#### Aim of the exercise
Collect every line of the listing below that contains the word "outcrop", and copy each of those lines in full.

#### Records to process

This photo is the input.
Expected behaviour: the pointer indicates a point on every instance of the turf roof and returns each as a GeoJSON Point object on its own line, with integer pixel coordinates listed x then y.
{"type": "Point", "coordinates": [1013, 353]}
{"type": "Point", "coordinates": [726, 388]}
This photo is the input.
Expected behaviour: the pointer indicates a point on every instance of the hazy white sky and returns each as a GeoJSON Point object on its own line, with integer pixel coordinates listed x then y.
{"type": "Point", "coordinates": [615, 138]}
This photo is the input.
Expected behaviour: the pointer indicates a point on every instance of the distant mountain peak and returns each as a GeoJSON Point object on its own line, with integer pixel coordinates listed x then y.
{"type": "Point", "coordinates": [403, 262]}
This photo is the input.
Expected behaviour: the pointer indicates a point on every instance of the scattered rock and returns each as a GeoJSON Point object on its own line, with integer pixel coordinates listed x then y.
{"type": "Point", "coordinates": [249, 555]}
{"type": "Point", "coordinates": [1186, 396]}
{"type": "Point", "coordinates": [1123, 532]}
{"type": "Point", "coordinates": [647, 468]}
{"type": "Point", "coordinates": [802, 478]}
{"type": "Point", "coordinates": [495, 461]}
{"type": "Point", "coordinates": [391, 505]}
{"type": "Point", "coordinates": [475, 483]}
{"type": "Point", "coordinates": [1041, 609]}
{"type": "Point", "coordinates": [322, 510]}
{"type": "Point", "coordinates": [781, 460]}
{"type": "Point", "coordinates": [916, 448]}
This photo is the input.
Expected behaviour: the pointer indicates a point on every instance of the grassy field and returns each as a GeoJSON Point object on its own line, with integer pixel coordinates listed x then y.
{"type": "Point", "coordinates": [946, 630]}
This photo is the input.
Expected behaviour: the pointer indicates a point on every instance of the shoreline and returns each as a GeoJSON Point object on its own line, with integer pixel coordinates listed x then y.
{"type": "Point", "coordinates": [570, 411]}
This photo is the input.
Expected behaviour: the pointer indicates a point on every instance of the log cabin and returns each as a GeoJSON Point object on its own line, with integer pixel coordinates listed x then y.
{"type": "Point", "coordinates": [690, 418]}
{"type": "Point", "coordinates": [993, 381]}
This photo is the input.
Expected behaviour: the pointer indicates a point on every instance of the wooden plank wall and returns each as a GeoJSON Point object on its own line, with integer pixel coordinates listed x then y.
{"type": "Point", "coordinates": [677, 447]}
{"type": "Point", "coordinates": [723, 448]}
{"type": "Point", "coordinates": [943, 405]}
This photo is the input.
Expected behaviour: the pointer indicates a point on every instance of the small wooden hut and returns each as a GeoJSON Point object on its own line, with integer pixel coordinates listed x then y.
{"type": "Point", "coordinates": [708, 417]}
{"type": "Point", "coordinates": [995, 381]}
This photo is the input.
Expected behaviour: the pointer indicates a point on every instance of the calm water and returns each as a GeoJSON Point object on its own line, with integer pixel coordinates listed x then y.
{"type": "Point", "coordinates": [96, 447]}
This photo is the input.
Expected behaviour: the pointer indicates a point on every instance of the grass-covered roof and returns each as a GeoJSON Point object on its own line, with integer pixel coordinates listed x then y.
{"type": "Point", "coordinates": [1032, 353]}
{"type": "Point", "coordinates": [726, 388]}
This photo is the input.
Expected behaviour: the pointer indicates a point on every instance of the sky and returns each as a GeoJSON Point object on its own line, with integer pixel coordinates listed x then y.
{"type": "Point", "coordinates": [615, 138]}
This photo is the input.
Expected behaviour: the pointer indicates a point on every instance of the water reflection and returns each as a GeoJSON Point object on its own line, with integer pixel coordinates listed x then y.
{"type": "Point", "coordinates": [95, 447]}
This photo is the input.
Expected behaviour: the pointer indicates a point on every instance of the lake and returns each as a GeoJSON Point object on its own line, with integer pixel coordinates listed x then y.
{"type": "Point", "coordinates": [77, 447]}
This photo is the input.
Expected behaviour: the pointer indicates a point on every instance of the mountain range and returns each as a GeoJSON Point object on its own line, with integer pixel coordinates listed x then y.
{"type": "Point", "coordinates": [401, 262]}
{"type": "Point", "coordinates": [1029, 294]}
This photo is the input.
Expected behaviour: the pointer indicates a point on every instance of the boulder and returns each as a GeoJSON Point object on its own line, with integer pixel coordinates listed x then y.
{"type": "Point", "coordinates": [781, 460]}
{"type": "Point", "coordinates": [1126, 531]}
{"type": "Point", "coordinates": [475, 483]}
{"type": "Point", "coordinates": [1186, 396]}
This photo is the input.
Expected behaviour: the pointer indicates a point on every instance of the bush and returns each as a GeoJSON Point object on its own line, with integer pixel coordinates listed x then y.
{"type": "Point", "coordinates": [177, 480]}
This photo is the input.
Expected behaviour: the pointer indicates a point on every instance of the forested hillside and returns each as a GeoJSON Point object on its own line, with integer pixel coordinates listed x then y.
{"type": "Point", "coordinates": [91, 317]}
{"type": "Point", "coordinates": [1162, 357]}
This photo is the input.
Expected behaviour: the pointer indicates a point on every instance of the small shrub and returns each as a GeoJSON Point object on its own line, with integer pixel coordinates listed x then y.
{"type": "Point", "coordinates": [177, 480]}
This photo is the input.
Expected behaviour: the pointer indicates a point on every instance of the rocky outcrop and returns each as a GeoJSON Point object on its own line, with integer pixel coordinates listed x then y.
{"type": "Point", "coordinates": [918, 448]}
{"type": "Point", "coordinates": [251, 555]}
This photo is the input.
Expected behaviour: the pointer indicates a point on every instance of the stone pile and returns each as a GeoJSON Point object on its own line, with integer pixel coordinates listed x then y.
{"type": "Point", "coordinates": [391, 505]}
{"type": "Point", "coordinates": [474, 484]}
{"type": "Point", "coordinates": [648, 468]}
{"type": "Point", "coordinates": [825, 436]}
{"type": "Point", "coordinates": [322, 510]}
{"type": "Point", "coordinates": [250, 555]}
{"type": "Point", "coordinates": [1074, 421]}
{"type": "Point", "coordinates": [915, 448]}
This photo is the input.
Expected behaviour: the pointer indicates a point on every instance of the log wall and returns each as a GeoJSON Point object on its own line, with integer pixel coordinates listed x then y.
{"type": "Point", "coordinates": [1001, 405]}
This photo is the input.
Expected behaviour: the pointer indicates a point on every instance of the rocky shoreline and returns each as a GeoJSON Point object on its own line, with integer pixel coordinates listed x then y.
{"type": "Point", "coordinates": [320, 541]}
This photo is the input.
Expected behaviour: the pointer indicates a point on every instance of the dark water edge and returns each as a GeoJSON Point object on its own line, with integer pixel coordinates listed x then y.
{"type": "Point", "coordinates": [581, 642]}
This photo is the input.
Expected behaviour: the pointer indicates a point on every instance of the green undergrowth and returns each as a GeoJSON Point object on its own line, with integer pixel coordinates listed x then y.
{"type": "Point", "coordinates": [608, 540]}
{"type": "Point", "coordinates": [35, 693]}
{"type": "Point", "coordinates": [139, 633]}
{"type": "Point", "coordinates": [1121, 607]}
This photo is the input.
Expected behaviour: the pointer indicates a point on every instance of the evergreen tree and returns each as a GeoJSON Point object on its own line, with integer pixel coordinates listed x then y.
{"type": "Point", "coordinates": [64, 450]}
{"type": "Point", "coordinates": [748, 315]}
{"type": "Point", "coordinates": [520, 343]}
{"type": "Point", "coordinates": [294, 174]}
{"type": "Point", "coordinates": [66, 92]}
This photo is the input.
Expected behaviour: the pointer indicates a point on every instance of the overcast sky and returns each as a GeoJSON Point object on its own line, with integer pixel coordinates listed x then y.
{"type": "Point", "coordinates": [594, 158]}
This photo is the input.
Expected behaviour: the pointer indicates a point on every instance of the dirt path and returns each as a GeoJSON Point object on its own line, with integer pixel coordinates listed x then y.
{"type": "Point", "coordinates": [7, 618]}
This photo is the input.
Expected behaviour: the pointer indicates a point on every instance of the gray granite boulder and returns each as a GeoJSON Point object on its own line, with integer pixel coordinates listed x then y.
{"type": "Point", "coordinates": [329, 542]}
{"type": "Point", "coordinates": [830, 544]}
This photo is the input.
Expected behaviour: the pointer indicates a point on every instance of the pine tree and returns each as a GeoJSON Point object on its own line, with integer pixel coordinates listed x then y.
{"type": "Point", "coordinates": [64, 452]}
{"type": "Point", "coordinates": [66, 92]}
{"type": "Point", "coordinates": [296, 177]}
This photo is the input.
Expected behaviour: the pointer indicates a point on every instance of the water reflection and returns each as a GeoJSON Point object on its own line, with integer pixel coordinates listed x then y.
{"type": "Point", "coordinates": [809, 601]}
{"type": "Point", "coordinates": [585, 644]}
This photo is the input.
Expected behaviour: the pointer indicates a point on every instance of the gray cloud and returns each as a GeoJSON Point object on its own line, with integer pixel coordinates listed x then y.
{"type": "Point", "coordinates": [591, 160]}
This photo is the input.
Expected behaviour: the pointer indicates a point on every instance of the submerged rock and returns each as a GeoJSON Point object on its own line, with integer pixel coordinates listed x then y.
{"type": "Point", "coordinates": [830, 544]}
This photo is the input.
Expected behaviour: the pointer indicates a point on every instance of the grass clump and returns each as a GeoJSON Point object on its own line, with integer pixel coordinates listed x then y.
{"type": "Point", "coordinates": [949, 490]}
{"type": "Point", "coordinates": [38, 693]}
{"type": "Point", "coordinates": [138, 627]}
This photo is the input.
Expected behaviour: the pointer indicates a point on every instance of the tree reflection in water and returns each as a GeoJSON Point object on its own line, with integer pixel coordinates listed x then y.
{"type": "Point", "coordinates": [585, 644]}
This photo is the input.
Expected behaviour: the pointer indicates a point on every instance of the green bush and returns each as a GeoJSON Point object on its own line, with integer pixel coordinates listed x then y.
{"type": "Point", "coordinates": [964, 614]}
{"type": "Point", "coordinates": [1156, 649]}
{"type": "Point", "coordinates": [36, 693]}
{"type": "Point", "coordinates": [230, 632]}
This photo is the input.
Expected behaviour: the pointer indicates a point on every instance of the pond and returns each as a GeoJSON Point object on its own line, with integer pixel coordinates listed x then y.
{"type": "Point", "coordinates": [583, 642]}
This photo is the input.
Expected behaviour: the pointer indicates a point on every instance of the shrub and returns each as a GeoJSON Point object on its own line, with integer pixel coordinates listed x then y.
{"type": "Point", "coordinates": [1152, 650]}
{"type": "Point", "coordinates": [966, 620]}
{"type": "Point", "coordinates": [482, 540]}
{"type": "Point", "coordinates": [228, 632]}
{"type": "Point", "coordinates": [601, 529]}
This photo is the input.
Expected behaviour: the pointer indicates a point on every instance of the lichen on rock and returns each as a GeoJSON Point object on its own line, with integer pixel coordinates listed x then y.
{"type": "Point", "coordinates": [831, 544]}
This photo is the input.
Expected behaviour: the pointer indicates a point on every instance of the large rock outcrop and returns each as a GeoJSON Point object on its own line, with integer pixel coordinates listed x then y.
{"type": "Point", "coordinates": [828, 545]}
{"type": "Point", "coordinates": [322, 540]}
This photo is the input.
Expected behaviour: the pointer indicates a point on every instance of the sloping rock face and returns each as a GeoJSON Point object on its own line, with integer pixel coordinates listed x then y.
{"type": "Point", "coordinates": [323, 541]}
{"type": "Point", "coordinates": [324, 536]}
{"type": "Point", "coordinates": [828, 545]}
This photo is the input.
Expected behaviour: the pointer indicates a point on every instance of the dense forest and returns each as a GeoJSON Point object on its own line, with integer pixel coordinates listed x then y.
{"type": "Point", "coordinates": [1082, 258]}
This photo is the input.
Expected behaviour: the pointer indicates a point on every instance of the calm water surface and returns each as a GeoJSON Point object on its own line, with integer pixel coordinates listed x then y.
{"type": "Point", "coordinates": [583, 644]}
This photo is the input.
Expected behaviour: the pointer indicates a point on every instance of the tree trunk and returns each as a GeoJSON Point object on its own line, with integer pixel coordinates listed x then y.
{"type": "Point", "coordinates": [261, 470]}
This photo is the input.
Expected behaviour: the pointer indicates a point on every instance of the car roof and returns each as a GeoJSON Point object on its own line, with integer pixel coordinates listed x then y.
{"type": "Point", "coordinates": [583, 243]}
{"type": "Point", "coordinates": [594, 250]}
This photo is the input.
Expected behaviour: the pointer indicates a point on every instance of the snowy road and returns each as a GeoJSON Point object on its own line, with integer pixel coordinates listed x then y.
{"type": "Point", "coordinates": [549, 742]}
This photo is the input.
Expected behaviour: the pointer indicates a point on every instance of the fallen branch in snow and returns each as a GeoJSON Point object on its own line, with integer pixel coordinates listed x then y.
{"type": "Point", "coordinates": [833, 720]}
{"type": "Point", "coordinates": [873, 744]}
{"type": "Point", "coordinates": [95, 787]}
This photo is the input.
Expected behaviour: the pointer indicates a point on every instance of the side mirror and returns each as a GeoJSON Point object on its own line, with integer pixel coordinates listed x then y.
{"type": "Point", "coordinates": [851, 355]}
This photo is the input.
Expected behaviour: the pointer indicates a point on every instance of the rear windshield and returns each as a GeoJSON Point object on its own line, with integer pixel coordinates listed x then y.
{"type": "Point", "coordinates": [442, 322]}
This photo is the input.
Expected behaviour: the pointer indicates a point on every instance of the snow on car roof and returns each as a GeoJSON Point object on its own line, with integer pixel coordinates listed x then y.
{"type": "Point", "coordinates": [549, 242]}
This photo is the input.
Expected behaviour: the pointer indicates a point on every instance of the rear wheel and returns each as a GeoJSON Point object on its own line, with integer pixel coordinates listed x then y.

#### The result
Expected behaviour: the pointer indicates a point on every instance of the rocky outcrop and returns each as a GeoJSON Point object on its own line, with integer pixel coordinates listed x then y.
Expected behaviour: the pointer indicates a point on every instance of the large rock outcrop and returns each as a GeoJSON Point object on its own line, with integer pixel coordinates listed x then y.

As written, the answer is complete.